| THE DATA |
____________________
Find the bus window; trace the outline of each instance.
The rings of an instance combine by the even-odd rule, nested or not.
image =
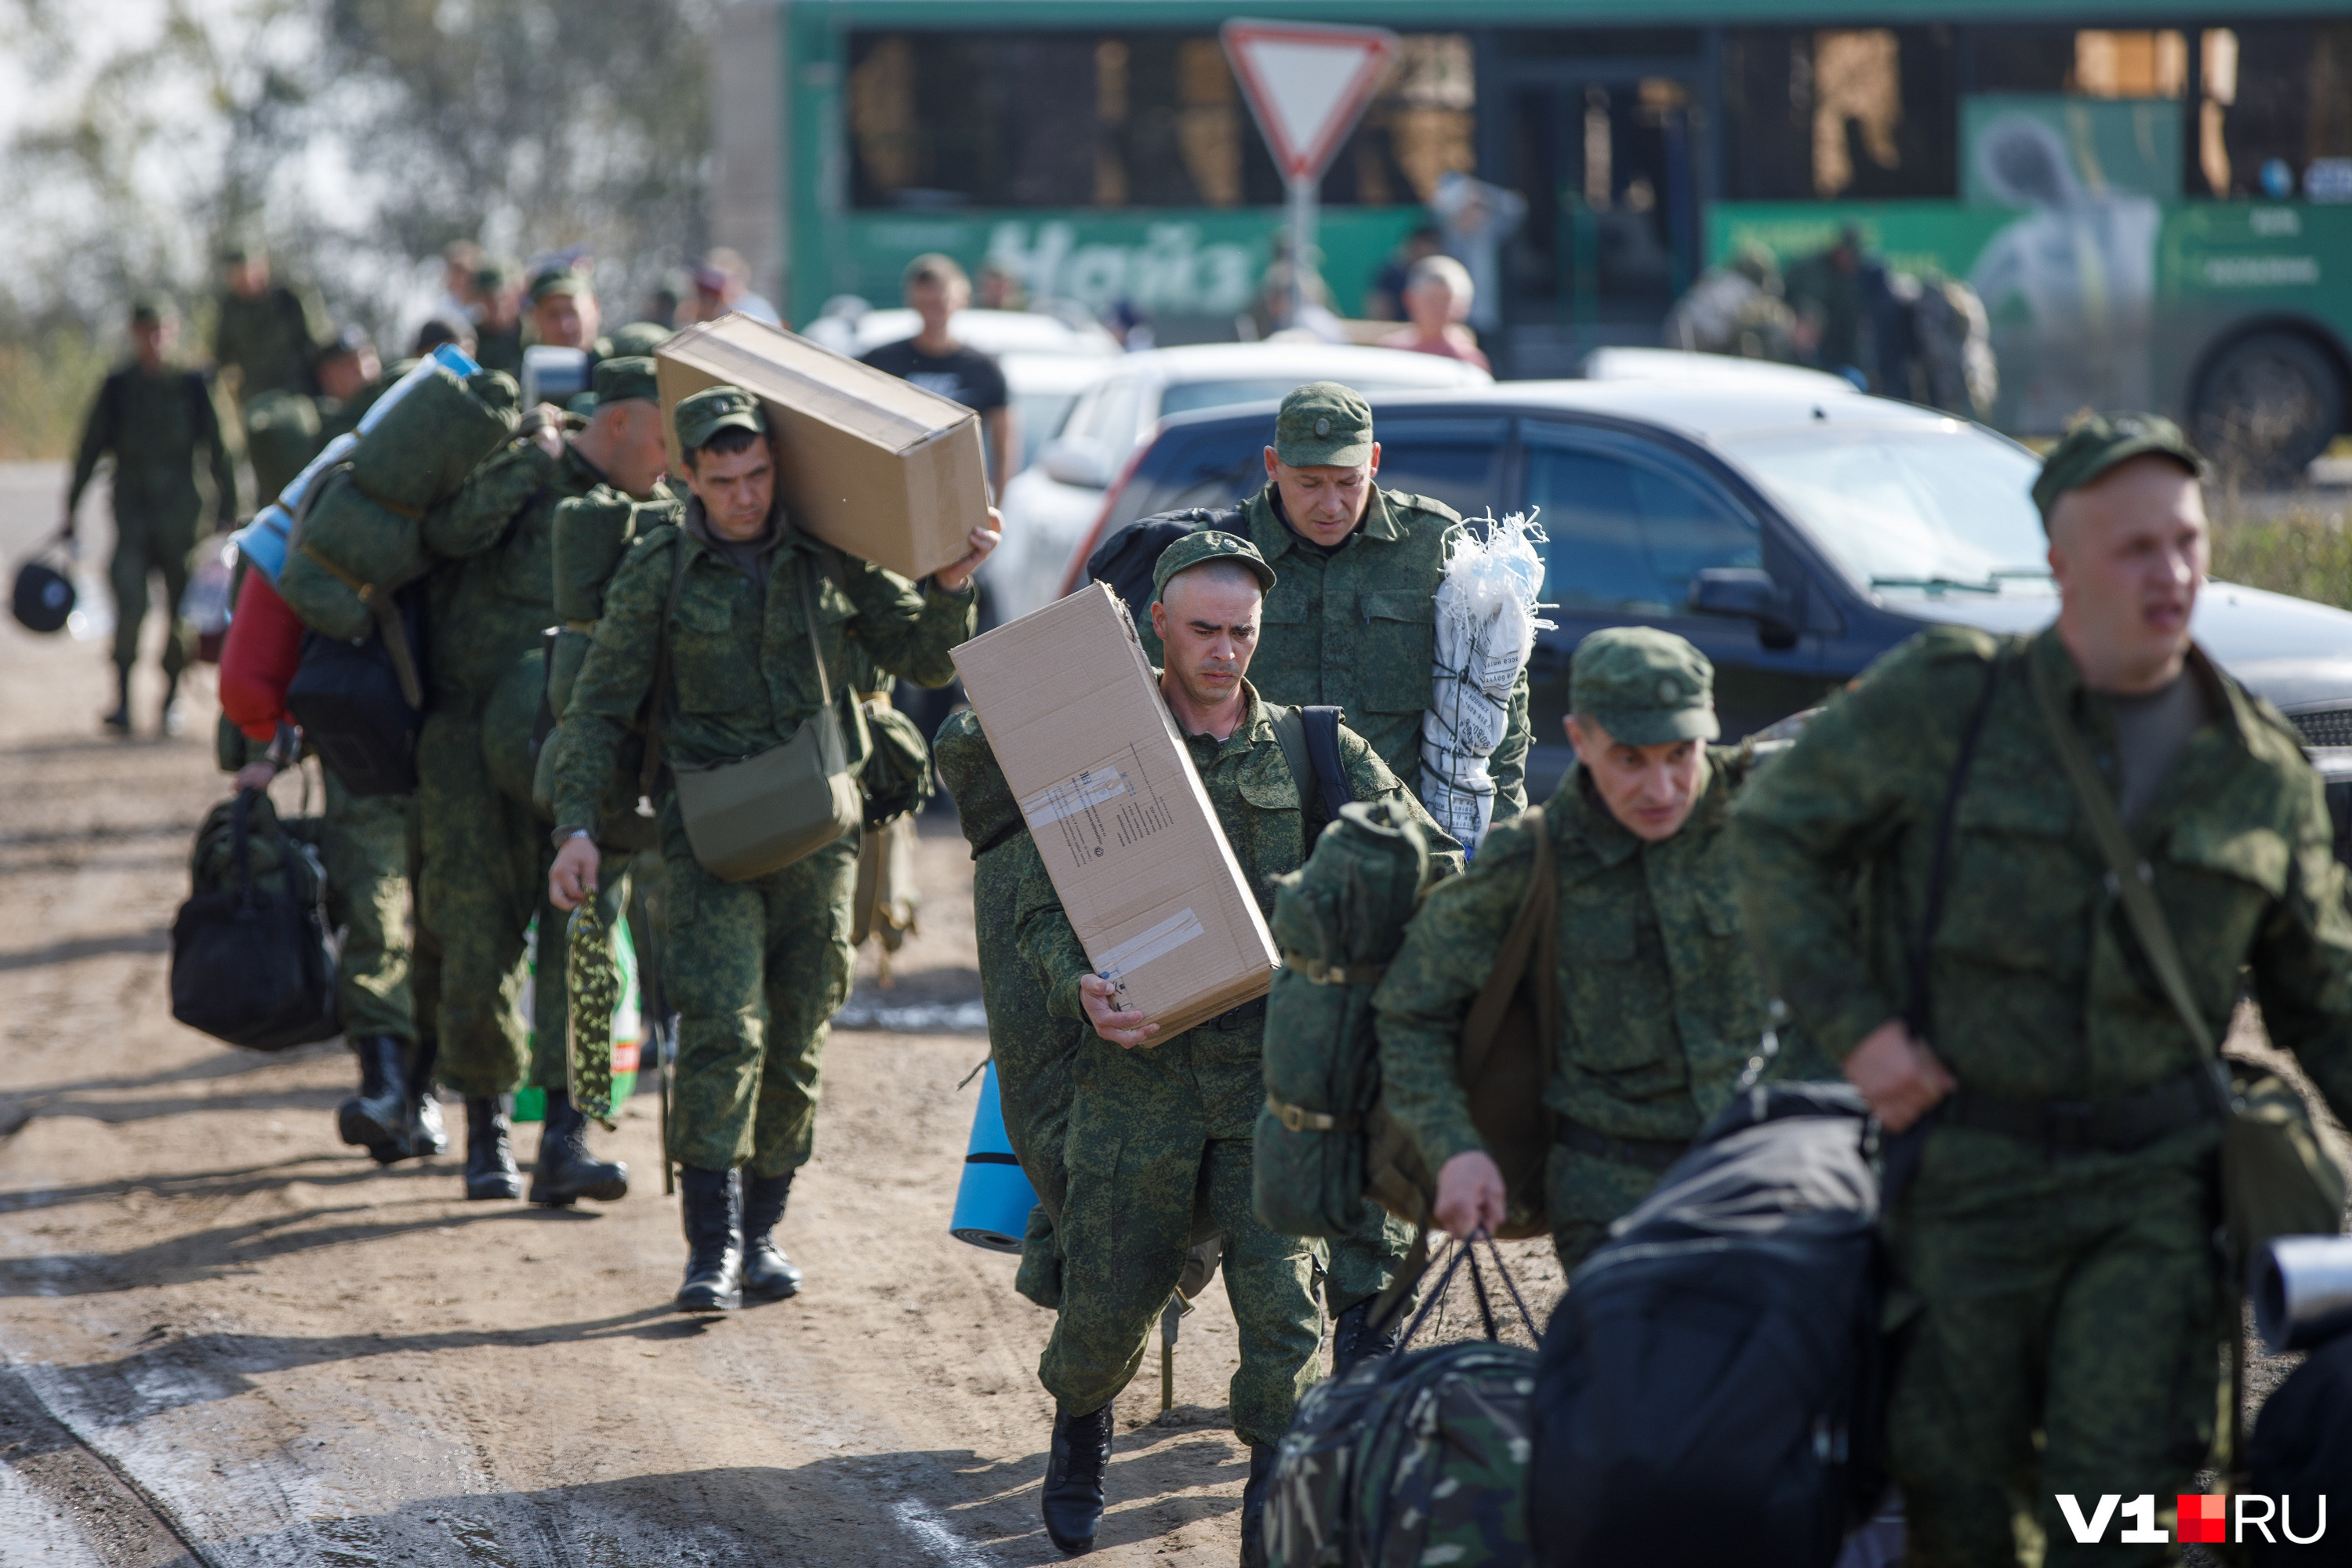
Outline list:
[[[2284,200],[2352,157],[2352,23],[2209,27],[2199,39],[2200,195]]]
[[[1725,194],[1872,201],[1958,194],[1952,29],[1724,35]]]
[[[1760,566],[1756,520],[1664,454],[1598,432],[1525,427],[1528,500],[1544,546],[1544,597],[1570,611],[1672,616],[1710,566]]]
____________________
| EXERCISE INSTRUCTIONS |
Pictures are to be left out; the records above must be repeated word for word.

| EXERCISE RESULT |
Find the bus window; trace the outline of each instance.
The rings of an instance combine by the even-odd rule, nested or not.
image =
Outline list:
[[[2284,200],[2352,157],[2352,23],[2209,27],[2199,39],[2200,195]]]
[[[1725,194],[1872,201],[1958,194],[1952,29],[1724,35]]]
[[[1760,566],[1756,520],[1664,454],[1598,432],[1525,427],[1528,500],[1544,546],[1544,597],[1570,611],[1672,616],[1710,566]]]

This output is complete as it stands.